▶ [Problem statement] Rewrite the stretch from the line that contains "Segment every instance of the double" through the line that contains "132 246 L 239" as a Markdown table with the columns "Number" and "Text", one row per line and blank lines omitted.

▶ [Records for processing]
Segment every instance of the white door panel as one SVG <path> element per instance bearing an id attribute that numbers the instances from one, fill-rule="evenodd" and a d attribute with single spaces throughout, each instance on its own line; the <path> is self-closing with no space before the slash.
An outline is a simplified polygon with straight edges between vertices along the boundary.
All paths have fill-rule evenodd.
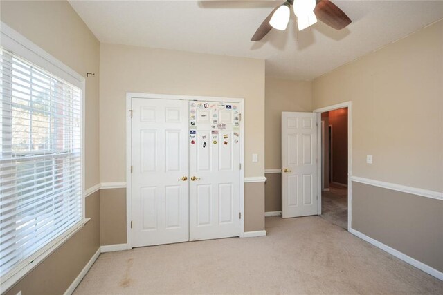
<path id="1" fill-rule="evenodd" d="M 190 240 L 239 234 L 238 104 L 190 102 Z"/>
<path id="2" fill-rule="evenodd" d="M 188 240 L 188 102 L 132 99 L 132 245 Z"/>
<path id="3" fill-rule="evenodd" d="M 282 216 L 317 214 L 316 114 L 282 113 Z"/>

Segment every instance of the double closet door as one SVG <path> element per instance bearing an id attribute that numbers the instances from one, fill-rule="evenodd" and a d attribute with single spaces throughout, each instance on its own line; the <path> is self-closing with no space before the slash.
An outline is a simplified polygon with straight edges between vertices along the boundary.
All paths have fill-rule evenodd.
<path id="1" fill-rule="evenodd" d="M 132 246 L 239 236 L 239 104 L 132 104 Z"/>

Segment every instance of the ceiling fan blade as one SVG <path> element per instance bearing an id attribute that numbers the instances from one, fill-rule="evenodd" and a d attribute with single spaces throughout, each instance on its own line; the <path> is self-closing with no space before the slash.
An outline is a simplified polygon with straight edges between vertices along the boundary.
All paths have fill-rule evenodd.
<path id="1" fill-rule="evenodd" d="M 277 10 L 277 9 L 280 6 L 279 5 L 276 8 L 275 8 L 271 12 L 269 15 L 268 15 L 268 17 L 266 19 L 264 19 L 264 21 L 263 21 L 260 26 L 258 27 L 254 35 L 252 37 L 252 38 L 251 38 L 251 41 L 260 41 L 262 39 L 263 39 L 264 36 L 266 36 L 267 33 L 269 32 L 269 31 L 272 28 L 272 27 L 269 24 L 269 21 L 272 17 L 272 15 L 274 14 L 275 10 Z"/>
<path id="2" fill-rule="evenodd" d="M 318 0 L 314 12 L 319 21 L 336 30 L 341 30 L 352 22 L 341 9 L 329 0 Z"/>

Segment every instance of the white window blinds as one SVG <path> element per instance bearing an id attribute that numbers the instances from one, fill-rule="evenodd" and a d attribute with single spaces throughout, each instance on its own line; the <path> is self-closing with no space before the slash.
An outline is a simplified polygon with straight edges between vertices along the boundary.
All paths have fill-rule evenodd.
<path id="1" fill-rule="evenodd" d="M 83 218 L 82 91 L 0 47 L 0 274 Z"/>

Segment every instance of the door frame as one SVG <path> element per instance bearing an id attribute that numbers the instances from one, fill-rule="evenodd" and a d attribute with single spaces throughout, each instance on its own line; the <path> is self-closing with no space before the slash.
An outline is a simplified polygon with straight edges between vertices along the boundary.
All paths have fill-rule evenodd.
<path id="1" fill-rule="evenodd" d="M 321 113 L 334 111 L 338 108 L 347 108 L 347 231 L 352 227 L 352 185 L 351 182 L 351 177 L 352 176 L 352 102 L 345 102 L 332 106 L 325 106 L 324 108 L 316 108 L 313 111 L 314 113 L 318 113 L 320 115 L 317 117 L 318 126 L 321 126 Z M 318 129 L 317 132 L 319 133 L 318 137 L 318 146 L 321 146 L 321 130 Z M 318 175 L 321 173 L 321 161 L 323 160 L 321 154 L 321 149 L 318 149 L 317 157 L 320 159 L 317 161 L 317 170 Z M 329 175 L 329 178 L 331 175 Z M 320 189 L 320 197 L 318 198 L 318 215 L 321 214 L 321 178 L 318 178 L 318 187 Z"/>
<path id="2" fill-rule="evenodd" d="M 132 231 L 131 222 L 132 221 L 132 173 L 131 173 L 131 164 L 132 162 L 132 129 L 131 124 L 131 109 L 133 98 L 172 99 L 172 100 L 206 100 L 208 102 L 234 102 L 242 106 L 242 118 L 240 120 L 240 195 L 239 211 L 242 213 L 240 219 L 240 229 L 239 236 L 243 238 L 244 236 L 244 99 L 233 97 L 221 97 L 213 96 L 198 95 L 180 95 L 170 94 L 155 94 L 143 93 L 126 93 L 126 240 L 127 249 L 132 249 Z"/>

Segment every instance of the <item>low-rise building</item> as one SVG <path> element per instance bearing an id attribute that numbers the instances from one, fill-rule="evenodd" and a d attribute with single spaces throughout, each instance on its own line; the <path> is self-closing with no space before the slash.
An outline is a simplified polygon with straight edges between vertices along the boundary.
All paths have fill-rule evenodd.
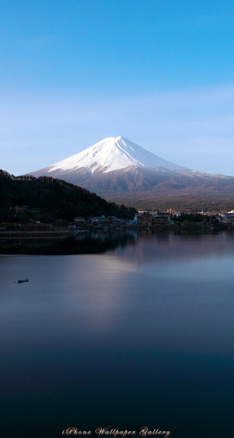
<path id="1" fill-rule="evenodd" d="M 226 223 L 234 223 L 234 215 L 228 215 L 226 218 Z"/>
<path id="2" fill-rule="evenodd" d="M 85 222 L 85 218 L 82 218 L 81 216 L 78 216 L 76 218 L 74 218 L 74 222 Z"/>
<path id="3" fill-rule="evenodd" d="M 142 216 L 142 225 L 152 225 L 152 215 L 143 213 Z"/>
<path id="4" fill-rule="evenodd" d="M 24 213 L 28 211 L 29 207 L 28 205 L 15 205 L 16 213 Z"/>
<path id="5" fill-rule="evenodd" d="M 134 220 L 136 221 L 137 225 L 141 225 L 142 224 L 142 215 L 136 215 L 134 216 Z"/>
<path id="6" fill-rule="evenodd" d="M 155 212 L 153 218 L 154 223 L 167 223 L 170 220 L 167 212 Z"/>

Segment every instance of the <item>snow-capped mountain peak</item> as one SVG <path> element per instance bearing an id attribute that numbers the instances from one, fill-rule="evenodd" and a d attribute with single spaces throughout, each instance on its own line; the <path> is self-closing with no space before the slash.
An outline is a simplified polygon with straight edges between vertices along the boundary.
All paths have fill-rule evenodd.
<path id="1" fill-rule="evenodd" d="M 69 171 L 81 167 L 86 168 L 92 174 L 99 170 L 106 173 L 132 166 L 171 170 L 185 169 L 119 136 L 104 138 L 82 152 L 50 166 L 47 174 L 59 169 Z"/>

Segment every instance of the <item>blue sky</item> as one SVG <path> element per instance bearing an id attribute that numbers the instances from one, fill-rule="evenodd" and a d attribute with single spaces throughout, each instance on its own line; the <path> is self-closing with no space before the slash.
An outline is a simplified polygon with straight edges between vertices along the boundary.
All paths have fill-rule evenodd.
<path id="1" fill-rule="evenodd" d="M 0 0 L 0 167 L 122 135 L 234 175 L 234 3 Z"/>

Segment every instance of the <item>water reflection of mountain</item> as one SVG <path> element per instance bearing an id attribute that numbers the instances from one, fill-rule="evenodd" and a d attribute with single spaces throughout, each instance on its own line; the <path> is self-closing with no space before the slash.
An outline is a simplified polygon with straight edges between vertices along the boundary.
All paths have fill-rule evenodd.
<path id="1" fill-rule="evenodd" d="M 124 247 L 133 242 L 129 233 L 101 232 L 71 236 L 65 238 L 4 239 L 0 240 L 0 254 L 37 255 L 96 254 Z"/>
<path id="2" fill-rule="evenodd" d="M 160 263 L 233 252 L 233 237 L 231 230 L 99 230 L 66 237 L 5 238 L 0 240 L 0 254 L 64 255 L 97 254 L 117 250 L 121 251 L 123 261 L 130 264 L 141 264 L 155 259 Z"/>
<path id="3" fill-rule="evenodd" d="M 231 230 L 177 231 L 145 230 L 137 234 L 137 245 L 128 246 L 122 255 L 133 265 L 156 261 L 158 264 L 202 258 L 220 257 L 234 253 Z"/>

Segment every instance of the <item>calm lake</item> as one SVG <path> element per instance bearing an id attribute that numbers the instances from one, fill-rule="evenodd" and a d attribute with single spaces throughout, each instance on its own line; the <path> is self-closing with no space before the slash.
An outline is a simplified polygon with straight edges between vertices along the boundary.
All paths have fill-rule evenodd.
<path id="1" fill-rule="evenodd" d="M 234 436 L 231 231 L 6 239 L 0 254 L 1 437 Z"/>

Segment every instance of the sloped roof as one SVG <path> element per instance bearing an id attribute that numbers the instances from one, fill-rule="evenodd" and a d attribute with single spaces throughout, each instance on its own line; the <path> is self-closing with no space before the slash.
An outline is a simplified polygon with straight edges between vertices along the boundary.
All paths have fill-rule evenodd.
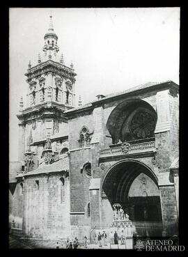
<path id="1" fill-rule="evenodd" d="M 170 166 L 170 169 L 179 169 L 179 157 L 175 158 Z"/>
<path id="2" fill-rule="evenodd" d="M 17 176 L 22 177 L 23 176 L 31 176 L 42 173 L 48 173 L 52 172 L 68 171 L 69 171 L 69 158 L 68 156 L 63 157 L 62 159 L 53 162 L 52 164 L 45 164 L 44 162 L 39 165 L 39 166 L 34 171 L 28 172 L 25 174 L 20 174 Z"/>
<path id="3" fill-rule="evenodd" d="M 71 110 L 66 111 L 65 111 L 65 114 L 69 114 L 69 113 L 70 113 L 72 111 L 74 111 L 81 110 L 82 109 L 85 109 L 85 108 L 89 107 L 92 107 L 92 105 L 93 105 L 92 104 L 94 103 L 94 102 L 103 101 L 103 100 L 105 100 L 106 99 L 109 99 L 109 98 L 113 98 L 113 97 L 115 97 L 115 96 L 121 95 L 124 95 L 124 94 L 126 94 L 126 93 L 130 93 L 130 92 L 136 91 L 138 90 L 144 89 L 144 88 L 150 88 L 150 87 L 155 86 L 157 86 L 157 85 L 160 85 L 160 84 L 168 84 L 168 83 L 171 83 L 171 84 L 175 84 L 171 80 L 167 80 L 167 81 L 161 81 L 161 82 L 148 82 L 148 83 L 146 83 L 146 84 L 140 84 L 139 86 L 136 86 L 133 88 L 130 88 L 127 89 L 125 91 L 123 91 L 108 94 L 106 96 L 104 96 L 104 98 L 103 98 L 102 99 L 93 100 L 93 101 L 92 101 L 89 103 L 87 103 L 86 104 L 81 105 L 81 106 L 78 107 L 77 108 L 72 109 Z M 177 86 L 178 86 L 178 85 L 177 85 Z"/>

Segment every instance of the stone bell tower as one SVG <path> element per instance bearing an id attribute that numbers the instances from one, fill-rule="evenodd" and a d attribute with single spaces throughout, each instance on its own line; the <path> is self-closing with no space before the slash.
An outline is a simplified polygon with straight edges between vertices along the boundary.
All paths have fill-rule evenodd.
<path id="1" fill-rule="evenodd" d="M 47 137 L 55 139 L 67 133 L 68 120 L 63 112 L 74 108 L 75 104 L 77 75 L 72 63 L 67 66 L 63 54 L 59 54 L 52 15 L 44 40 L 42 54 L 38 54 L 37 63 L 32 65 L 31 61 L 29 62 L 25 73 L 26 103 L 24 104 L 21 98 L 19 113 L 17 115 L 19 130 L 18 157 L 19 161 L 26 162 L 27 171 L 31 171 L 29 165 L 31 162 L 35 167 L 33 162 L 29 160 L 40 155 Z"/>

▶ [Answer to this exercise]
| Number | Text |
|---|---|
| 1 | Segment every instance of the double closet door as one SVG <path> element per instance bearing an id attribute that numbers the instances from one, fill-rule="evenodd" and a d attribute with single spaces throughout, each instance on its own line; the <path> is self-closing with no space before the slash. |
| 2 | An outline is a simplified polygon with straight edges between vertices along the boundary. |
| 3 | All paths have fill-rule evenodd. |
| 4 | <path id="1" fill-rule="evenodd" d="M 132 246 L 239 236 L 239 104 L 132 104 Z"/> |